* Objective: Return the entire Lumpy Gravy text below word for word.

* Source document:
-- BEGIN --

FRANK ZAPPA: Right. I wasn't singin', I wasn't playin'.


FRANK ZAPPA: Nonetheless, MGM refused to allow this album to be released, and there was an argument over it for a year, finally resulting in MGM buying the master tape from Capitol, and then, I added the vocal parts in there, and it came out.

Original Vinyl

From Record Collector magazine #93, May 1987 (quoted by Mikael Agardsson):

The US release was the first Zappa album to be issued with a black Verve label instead of the blue one which MGM normally used for their "pop releases". The story goes that since Lumpy Gravy was largely an orchestral work, it was given the black label which was usually reserved for MGM's more "serious and worthwhile" jazz releases. The exception to this rule was the compilition Mothermania which appeared in 1969 with both black and blue labels.

Once again, EMI excelled themselves by issuing the original UK version with its intended gatefold sleeve although, as before, the laminated sleeve and "flaps" distinguish it from the Polydor re-issue.

From Dan Watkins:

The balloon on the back cover of the vinyl reads "Is This Phase 2 of: Were Only In It For The Money?" with the apostrophe missing. On the CD release, this was corrected.

From René Camphorst:

Some time ago I bought a vinyl copy of Lumpy Gravy. It has the black Verve label and is numbered V6-8741, so it seems to be an original one. However on the inner sleeve and on the label it says "Made in Germany".

-- END --

Records from a dataset
-- BEGIN --

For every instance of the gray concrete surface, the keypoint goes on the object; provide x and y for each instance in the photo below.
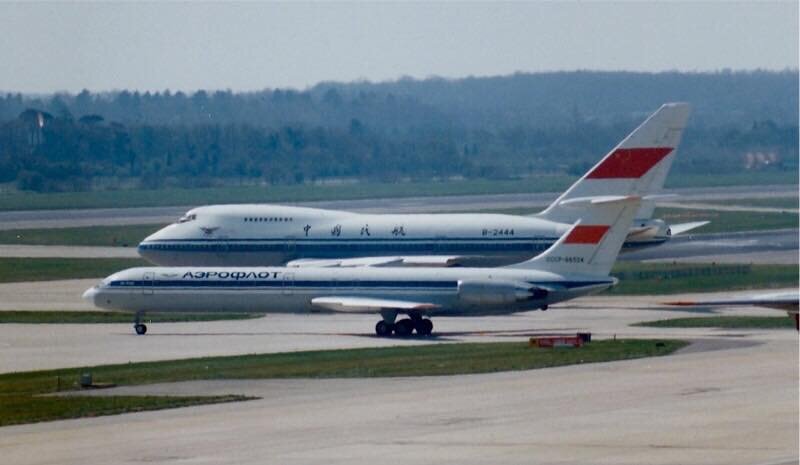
(736, 404)
(466, 203)
(22, 347)
(45, 295)
(725, 246)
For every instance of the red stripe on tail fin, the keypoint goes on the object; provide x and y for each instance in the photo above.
(586, 234)
(629, 163)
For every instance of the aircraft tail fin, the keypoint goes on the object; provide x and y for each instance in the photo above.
(637, 166)
(592, 244)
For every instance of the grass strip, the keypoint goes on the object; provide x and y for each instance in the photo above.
(668, 278)
(14, 269)
(80, 317)
(16, 410)
(726, 322)
(728, 221)
(109, 236)
(20, 393)
(778, 202)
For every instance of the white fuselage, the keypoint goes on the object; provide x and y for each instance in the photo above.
(265, 235)
(456, 291)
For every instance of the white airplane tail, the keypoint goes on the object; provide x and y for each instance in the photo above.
(592, 244)
(637, 166)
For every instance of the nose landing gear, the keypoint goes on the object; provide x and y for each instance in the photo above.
(138, 326)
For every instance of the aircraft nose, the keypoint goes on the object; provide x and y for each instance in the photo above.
(89, 294)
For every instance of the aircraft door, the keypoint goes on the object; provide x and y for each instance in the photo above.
(288, 283)
(148, 278)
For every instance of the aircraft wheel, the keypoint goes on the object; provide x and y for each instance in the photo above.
(404, 327)
(383, 329)
(424, 327)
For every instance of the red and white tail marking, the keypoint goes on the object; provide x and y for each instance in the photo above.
(629, 163)
(638, 165)
(593, 247)
(588, 234)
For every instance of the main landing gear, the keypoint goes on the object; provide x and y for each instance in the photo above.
(404, 327)
(138, 326)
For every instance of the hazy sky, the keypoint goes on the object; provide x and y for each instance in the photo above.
(243, 46)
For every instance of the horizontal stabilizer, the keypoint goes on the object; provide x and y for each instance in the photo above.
(686, 227)
(368, 305)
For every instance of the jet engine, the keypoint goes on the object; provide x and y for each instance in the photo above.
(493, 292)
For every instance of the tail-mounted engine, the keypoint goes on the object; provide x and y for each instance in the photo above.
(494, 292)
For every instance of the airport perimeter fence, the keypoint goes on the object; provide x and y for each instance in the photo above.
(688, 272)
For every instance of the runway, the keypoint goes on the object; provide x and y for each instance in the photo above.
(730, 398)
(462, 203)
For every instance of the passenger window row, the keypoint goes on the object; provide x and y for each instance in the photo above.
(268, 219)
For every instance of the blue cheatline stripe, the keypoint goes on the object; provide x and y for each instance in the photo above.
(318, 247)
(363, 239)
(278, 283)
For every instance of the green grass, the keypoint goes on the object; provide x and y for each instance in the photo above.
(666, 278)
(744, 178)
(49, 269)
(15, 410)
(81, 317)
(727, 322)
(259, 194)
(726, 221)
(110, 236)
(780, 202)
(21, 401)
(365, 190)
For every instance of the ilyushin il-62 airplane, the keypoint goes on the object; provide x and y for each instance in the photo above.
(262, 235)
(577, 264)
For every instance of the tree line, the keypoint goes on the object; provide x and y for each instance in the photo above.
(500, 127)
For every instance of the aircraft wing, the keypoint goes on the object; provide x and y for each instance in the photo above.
(398, 261)
(686, 227)
(368, 304)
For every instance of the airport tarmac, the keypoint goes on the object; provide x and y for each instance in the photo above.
(730, 398)
(70, 345)
(457, 203)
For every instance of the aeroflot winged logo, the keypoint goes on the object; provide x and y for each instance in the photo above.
(234, 275)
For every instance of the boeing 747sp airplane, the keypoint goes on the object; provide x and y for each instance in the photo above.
(260, 235)
(577, 264)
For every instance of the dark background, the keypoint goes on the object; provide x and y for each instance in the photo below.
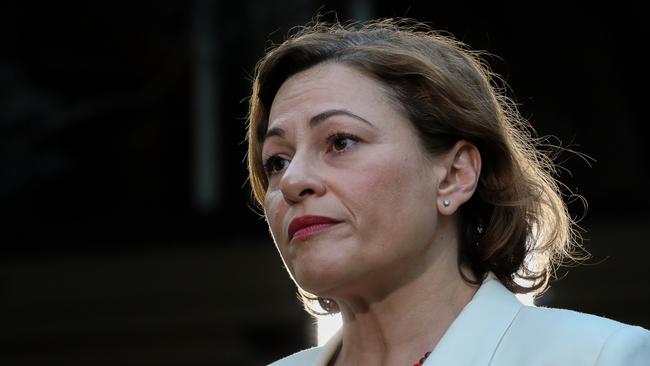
(128, 236)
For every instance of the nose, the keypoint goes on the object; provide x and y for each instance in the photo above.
(300, 181)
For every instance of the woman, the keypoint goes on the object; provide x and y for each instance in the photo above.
(404, 191)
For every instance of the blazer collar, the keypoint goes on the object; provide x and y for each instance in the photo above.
(474, 336)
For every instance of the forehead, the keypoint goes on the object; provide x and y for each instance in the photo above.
(325, 87)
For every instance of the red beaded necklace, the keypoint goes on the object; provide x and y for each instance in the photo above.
(421, 362)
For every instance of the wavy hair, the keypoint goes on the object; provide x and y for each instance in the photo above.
(516, 225)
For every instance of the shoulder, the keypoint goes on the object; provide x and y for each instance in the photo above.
(573, 338)
(305, 357)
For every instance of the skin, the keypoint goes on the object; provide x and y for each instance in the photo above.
(391, 262)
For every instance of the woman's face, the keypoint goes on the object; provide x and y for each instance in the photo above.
(351, 200)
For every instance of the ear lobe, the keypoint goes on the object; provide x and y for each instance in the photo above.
(463, 169)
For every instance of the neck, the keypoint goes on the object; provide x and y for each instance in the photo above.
(399, 328)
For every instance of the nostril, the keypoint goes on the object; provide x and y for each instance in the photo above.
(306, 191)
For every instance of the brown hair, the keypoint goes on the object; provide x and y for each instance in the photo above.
(516, 225)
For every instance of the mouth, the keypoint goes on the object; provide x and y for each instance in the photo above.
(304, 227)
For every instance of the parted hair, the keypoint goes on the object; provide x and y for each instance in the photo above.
(516, 225)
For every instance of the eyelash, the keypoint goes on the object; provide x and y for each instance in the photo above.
(268, 163)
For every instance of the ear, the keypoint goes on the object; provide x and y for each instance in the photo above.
(461, 171)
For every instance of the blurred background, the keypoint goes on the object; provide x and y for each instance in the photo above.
(128, 236)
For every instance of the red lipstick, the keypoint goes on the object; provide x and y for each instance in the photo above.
(304, 227)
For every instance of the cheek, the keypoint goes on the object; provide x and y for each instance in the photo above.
(391, 198)
(274, 213)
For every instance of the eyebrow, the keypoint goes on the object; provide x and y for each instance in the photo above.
(315, 120)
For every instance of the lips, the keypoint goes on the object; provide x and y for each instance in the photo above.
(304, 227)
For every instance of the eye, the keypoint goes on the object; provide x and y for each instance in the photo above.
(340, 142)
(274, 165)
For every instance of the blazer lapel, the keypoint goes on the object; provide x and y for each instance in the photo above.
(474, 336)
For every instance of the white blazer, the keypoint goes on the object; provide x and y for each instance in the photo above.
(496, 329)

-- END --

* Exercise output:
FRANK ZAPPA: Right. I wasn't singin', I wasn't playin'.


FRANK ZAPPA: Nonetheless, MGM refused to allow this album to be released, and there was an argument over it for a year, finally resulting in MGM buying the master tape from Capitol, and then, I added the vocal parts in there, and it came out.

Original Vinyl

From Record Collector magazine #93, May 1987 (quoted by Mikael Agardsson):

The US release was the first Zappa album to be issued with a black Verve label instead of the blue one which MGM normally used for their "pop releases". The story goes that since Lumpy Gravy was largely an orchestral work, it was given the black label which was usually reserved for MGM's more "serious and worthwhile" jazz releases. The exception to this rule was the compilition Mothermania which appeared in 1969 with both black and blue labels.

Once again, EMI excelled themselves by issuing the original UK version with its intended gatefold sleeve although, as before, the laminated sleeve and "flaps" distinguish it from the Polydor re-issue.

From Dan Watkins:

The balloon on the back cover of the vinyl reads "Is This Phase 2 of: Were Only In It For The Money?" with the apostrophe missing. On the CD release, this was corrected.

From René Camphorst:

Some time ago I bought a vinyl copy of Lumpy Gravy. It has the black Verve label and is numbered V6-8741, so it seems to be an original one. However on the inner sleeve and on the label it says "Made in Germany".